[WHAT THE EXERCISE ASKS] Starting at the line below holding "The goal for" and stopping at the line holding "112L264 128L237 143L239", print every line exactly, both ends included, and leave the rest out.

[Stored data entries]
———

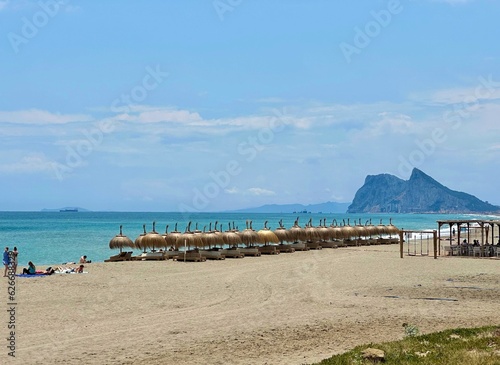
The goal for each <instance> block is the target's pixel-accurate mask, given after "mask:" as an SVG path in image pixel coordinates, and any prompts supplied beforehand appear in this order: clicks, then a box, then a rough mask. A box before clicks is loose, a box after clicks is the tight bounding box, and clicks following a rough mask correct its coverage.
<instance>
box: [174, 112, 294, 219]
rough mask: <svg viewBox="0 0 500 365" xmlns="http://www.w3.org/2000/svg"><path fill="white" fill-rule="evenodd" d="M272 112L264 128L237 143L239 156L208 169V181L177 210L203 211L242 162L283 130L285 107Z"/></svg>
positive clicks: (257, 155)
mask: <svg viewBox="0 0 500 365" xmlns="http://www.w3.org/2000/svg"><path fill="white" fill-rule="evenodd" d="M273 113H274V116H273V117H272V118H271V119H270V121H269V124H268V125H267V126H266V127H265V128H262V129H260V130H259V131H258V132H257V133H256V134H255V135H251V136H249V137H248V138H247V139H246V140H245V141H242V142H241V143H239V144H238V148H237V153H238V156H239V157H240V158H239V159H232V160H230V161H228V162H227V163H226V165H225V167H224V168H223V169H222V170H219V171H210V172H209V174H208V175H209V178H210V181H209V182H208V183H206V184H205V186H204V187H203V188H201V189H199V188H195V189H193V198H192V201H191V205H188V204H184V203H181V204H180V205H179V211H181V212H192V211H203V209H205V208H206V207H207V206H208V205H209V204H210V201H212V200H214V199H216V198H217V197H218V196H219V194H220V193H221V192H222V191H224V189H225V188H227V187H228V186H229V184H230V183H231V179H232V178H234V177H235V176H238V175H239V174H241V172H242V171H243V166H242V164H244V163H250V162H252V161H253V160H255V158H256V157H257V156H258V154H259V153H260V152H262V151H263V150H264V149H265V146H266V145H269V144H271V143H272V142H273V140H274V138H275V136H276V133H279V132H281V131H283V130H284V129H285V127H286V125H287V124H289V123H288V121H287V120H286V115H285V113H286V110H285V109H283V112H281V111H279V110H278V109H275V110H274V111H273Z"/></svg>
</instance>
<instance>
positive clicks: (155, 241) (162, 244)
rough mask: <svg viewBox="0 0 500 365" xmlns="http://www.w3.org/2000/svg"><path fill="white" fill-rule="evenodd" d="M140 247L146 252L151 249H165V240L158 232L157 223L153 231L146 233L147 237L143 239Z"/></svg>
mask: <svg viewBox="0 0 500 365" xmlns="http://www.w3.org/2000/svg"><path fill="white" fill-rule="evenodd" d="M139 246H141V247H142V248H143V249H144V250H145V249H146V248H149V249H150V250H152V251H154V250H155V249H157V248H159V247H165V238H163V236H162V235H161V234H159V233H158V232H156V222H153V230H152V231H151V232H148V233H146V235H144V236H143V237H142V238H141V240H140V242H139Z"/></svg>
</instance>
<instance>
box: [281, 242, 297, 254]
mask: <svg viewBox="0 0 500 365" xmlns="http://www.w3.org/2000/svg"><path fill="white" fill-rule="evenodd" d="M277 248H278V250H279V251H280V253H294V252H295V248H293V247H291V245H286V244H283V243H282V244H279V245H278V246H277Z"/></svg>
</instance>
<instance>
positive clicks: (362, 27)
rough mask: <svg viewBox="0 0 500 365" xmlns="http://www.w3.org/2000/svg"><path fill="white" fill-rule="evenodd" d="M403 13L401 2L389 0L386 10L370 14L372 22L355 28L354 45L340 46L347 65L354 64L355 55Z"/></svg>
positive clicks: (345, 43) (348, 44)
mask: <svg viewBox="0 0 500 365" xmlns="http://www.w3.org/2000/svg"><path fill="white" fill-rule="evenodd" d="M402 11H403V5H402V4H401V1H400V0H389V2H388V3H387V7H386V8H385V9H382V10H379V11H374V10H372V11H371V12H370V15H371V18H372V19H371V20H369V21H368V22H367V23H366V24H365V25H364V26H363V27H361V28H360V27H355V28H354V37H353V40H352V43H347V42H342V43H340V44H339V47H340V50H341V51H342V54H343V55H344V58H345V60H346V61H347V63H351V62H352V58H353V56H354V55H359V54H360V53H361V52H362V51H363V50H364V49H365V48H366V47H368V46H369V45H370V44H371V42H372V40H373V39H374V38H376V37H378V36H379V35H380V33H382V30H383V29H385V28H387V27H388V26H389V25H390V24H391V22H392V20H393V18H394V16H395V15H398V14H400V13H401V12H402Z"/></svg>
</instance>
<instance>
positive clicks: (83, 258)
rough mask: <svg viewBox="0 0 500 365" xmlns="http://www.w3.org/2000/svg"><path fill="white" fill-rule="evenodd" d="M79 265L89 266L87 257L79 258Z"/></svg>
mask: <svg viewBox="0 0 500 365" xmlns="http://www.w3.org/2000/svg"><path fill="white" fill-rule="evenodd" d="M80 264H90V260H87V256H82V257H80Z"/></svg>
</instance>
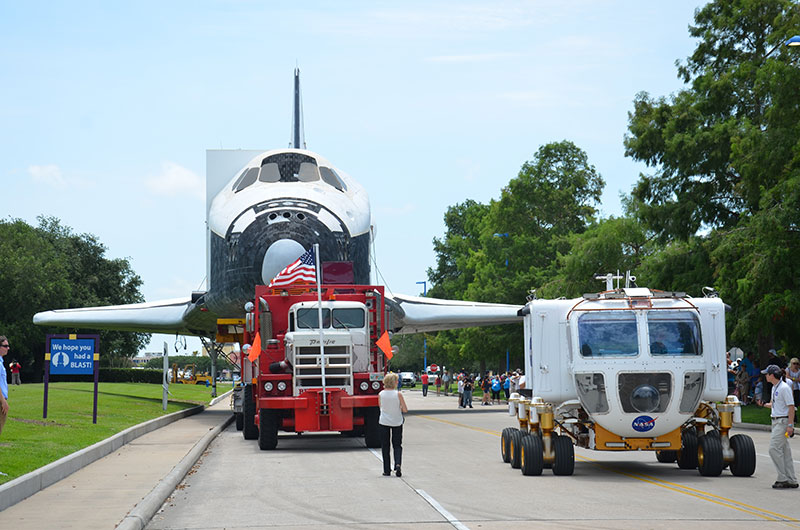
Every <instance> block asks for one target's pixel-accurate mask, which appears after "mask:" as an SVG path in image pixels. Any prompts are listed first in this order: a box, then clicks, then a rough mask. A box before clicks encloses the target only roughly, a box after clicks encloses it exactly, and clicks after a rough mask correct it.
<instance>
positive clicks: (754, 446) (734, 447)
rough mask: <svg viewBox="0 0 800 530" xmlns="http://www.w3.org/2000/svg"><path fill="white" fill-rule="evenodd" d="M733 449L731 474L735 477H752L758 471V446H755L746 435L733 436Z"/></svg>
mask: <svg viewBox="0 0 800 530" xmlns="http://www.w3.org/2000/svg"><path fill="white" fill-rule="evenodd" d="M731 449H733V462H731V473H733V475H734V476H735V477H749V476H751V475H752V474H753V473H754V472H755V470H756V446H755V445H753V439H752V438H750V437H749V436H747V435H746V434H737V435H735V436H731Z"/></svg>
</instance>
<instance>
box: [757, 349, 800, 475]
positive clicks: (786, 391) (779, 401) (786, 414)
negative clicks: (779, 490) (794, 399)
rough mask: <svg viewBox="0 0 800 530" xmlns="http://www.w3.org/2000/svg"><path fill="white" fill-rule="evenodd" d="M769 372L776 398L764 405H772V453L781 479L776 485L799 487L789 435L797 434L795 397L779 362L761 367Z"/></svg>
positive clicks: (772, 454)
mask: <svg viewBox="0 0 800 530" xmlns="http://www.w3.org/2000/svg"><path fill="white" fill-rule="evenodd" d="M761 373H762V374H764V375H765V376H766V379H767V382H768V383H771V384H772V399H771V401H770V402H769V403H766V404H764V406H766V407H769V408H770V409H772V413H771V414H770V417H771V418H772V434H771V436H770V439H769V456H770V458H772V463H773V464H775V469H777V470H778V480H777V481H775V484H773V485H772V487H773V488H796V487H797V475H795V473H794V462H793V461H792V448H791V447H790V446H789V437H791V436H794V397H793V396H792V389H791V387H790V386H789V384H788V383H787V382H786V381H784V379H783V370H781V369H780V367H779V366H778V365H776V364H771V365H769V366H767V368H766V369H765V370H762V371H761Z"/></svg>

———

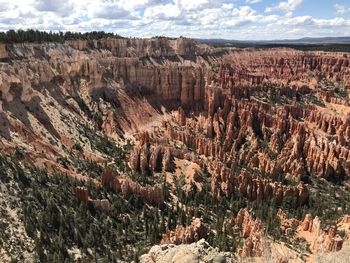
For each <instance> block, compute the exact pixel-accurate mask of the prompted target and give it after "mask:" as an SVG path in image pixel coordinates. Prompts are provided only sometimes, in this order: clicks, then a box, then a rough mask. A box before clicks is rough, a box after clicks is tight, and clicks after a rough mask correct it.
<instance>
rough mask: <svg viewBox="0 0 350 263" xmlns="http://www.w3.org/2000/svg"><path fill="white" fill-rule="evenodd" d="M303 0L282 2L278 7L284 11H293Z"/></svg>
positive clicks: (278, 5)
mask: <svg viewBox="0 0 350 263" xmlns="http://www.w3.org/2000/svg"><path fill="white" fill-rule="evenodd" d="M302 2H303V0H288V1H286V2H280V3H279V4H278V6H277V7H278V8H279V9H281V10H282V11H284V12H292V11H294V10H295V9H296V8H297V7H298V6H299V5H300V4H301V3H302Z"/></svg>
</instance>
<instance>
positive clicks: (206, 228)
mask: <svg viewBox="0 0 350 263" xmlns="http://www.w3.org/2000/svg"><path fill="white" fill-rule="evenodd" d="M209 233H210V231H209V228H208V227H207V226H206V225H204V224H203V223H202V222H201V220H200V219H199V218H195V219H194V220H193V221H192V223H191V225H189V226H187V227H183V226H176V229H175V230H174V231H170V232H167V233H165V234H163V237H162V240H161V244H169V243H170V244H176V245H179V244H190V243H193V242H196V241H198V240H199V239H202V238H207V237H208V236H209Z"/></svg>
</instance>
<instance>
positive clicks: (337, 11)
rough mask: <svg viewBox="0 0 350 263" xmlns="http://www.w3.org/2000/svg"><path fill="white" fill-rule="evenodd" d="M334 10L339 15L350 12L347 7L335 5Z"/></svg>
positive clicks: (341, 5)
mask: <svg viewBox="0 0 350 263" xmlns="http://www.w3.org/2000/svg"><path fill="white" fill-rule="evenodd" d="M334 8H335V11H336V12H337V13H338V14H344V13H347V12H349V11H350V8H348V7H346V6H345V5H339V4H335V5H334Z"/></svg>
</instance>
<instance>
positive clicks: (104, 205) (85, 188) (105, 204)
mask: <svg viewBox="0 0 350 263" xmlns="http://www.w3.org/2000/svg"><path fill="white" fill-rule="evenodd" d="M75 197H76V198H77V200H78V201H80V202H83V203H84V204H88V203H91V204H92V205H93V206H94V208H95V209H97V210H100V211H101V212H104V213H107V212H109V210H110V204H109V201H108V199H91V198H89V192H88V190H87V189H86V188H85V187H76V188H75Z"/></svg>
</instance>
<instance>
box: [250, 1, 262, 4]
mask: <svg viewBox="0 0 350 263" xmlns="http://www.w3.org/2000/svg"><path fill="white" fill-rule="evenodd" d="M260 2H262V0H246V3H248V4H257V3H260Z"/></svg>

———

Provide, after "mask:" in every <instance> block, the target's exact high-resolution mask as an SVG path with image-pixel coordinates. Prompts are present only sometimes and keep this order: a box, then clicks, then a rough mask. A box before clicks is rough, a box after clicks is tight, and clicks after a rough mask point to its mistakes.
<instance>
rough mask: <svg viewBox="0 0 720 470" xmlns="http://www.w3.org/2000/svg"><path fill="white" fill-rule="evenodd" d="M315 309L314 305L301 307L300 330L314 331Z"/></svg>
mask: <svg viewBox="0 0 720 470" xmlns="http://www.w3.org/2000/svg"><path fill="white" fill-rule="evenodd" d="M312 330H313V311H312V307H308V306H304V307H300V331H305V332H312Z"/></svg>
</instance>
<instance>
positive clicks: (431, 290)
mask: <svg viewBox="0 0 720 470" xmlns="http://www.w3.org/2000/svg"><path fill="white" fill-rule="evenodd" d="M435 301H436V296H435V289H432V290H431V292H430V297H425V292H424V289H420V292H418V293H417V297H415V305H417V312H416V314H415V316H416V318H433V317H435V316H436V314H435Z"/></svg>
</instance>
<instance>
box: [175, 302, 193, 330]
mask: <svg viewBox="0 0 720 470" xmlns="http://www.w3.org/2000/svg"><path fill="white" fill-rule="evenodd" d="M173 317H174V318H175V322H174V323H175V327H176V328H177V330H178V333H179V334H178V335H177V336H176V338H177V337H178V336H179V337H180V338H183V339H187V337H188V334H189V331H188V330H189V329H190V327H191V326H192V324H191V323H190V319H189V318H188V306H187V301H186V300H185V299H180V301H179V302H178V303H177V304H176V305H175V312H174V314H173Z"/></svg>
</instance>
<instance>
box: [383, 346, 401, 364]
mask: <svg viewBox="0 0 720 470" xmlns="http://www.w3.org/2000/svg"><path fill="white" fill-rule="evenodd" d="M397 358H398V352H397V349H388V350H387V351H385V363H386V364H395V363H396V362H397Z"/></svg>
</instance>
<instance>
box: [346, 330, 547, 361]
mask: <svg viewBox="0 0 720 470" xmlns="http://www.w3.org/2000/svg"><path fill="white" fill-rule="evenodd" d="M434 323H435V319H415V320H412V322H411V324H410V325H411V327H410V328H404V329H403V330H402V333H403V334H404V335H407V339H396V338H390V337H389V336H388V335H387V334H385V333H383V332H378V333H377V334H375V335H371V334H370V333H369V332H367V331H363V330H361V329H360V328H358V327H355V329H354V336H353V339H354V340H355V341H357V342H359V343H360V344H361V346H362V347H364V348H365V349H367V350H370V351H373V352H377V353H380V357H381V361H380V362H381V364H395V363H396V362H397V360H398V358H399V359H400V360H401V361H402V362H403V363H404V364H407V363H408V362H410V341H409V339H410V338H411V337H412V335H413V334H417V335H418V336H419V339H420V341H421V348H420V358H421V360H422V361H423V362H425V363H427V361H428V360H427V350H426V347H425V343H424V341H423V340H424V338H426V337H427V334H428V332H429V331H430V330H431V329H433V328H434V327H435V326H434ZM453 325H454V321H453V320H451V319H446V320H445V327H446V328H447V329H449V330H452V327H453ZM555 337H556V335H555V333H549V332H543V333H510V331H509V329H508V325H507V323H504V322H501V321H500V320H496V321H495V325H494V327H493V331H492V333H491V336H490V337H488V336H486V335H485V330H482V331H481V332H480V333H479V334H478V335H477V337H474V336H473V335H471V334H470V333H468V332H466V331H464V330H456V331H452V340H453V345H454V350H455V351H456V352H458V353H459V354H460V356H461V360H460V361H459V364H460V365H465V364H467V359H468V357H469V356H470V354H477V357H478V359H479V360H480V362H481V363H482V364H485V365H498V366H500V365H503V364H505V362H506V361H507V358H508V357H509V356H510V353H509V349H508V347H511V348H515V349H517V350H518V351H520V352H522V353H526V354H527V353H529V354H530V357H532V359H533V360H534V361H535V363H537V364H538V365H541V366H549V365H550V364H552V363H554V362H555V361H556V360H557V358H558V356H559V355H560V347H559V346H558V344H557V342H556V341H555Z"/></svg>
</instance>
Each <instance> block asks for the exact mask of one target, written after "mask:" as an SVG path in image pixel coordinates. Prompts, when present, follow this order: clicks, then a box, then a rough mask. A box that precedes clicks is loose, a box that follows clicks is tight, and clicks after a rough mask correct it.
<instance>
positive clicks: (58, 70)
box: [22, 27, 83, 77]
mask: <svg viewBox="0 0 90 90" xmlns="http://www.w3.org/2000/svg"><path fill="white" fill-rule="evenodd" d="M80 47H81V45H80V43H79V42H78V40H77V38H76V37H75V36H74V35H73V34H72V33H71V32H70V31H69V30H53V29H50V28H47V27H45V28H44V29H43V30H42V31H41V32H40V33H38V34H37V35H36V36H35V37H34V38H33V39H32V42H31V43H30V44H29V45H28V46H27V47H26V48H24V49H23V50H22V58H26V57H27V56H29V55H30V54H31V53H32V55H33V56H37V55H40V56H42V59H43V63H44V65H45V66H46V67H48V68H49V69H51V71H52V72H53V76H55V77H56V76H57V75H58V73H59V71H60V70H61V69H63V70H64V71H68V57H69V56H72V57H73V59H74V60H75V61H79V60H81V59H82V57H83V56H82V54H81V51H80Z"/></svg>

———

[SOLUTION FOR THIS TASK]
The goal for each <instance> block is the target's pixel-accurate mask, given after "mask:" as an SVG path in image pixel coordinates, and any prompts supplied beforehand appear in this order: clicks, then a box, then a rough mask. A box before clicks is loose, a box after clicks is the tight bounding box, and clicks following a rough mask correct its coverage.
<instance>
box: [174, 112, 294, 219]
rough mask: <svg viewBox="0 0 500 365" xmlns="http://www.w3.org/2000/svg"><path fill="white" fill-rule="evenodd" d="M272 112L264 128L237 143L239 156L208 169V181L177 210L203 211L242 162L283 130L285 107Z"/></svg>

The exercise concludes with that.